### Task statement:
Lines from the start of the data through the line containing "column 309, row 262" must be given again exactly. Leave the others out.

### Excerpted records:
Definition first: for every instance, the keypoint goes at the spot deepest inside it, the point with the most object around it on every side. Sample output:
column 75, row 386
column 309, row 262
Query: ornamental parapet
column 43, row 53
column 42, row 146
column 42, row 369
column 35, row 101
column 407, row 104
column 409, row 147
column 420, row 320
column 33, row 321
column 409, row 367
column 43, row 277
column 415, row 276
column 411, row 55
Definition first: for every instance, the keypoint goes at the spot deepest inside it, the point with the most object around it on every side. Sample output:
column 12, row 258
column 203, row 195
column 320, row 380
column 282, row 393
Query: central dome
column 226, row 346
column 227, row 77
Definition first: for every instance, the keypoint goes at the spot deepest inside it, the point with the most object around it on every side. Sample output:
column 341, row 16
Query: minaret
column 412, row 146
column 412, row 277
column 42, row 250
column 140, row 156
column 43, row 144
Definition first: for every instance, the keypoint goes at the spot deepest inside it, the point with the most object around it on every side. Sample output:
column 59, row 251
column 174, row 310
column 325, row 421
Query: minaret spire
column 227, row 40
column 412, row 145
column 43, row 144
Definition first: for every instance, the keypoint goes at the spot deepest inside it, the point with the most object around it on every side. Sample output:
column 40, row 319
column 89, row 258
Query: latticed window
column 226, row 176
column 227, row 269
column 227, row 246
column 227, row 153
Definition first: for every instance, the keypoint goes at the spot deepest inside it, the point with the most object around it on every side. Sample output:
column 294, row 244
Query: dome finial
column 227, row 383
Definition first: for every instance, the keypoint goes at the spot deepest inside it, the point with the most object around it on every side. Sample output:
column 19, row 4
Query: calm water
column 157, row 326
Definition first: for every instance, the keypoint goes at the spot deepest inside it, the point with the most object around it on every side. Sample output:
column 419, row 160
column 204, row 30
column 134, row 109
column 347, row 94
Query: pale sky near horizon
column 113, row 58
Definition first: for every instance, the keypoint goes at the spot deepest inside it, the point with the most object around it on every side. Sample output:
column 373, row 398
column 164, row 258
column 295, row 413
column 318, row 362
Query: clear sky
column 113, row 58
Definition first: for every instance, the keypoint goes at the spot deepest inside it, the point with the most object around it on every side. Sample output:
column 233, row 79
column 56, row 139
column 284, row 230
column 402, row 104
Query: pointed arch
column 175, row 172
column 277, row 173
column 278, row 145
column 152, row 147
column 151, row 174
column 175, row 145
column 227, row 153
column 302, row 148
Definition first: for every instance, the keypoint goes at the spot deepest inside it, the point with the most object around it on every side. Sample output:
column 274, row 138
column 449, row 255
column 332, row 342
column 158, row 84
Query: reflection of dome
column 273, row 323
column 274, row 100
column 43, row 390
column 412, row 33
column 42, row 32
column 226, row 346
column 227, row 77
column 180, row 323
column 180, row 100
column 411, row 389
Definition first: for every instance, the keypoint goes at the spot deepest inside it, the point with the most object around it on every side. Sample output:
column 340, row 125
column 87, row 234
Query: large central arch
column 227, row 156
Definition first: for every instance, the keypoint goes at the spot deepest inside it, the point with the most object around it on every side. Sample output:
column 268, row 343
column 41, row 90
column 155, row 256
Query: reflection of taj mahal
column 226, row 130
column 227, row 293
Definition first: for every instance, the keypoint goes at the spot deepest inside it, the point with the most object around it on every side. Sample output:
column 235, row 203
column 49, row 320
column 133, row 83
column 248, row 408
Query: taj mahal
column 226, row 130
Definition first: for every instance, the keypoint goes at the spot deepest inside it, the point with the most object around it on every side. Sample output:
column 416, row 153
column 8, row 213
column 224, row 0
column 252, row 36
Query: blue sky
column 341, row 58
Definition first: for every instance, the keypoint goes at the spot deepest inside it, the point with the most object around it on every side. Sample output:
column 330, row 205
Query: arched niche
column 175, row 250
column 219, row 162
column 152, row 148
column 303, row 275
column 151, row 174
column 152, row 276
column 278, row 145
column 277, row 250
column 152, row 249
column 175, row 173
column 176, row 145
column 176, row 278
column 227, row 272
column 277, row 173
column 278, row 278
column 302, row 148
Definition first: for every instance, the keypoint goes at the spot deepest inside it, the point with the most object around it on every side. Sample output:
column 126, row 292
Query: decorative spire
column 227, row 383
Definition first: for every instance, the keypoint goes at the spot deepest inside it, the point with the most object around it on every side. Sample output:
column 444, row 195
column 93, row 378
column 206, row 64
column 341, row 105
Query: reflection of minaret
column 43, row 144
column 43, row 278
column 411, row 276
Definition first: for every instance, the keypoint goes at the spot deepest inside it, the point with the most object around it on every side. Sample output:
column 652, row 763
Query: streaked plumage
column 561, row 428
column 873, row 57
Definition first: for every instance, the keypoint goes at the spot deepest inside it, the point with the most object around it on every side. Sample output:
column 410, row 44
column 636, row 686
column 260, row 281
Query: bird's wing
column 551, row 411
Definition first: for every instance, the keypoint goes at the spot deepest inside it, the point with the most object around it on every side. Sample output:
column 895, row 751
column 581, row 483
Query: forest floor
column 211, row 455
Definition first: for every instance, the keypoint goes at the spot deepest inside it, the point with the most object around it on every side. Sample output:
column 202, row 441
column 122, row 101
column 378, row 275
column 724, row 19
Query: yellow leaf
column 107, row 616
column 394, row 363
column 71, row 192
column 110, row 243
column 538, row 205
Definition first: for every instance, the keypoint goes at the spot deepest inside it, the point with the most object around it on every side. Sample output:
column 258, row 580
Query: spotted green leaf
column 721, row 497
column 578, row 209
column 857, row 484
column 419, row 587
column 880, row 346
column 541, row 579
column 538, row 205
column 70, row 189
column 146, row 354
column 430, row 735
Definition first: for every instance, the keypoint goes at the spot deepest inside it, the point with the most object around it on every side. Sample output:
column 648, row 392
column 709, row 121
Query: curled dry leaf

### Output of the exercise:
Definition first: for every instance, the keypoint goes at the spot deepest inside it, the point with the most object around it on every side. Sample output:
column 75, row 386
column 309, row 262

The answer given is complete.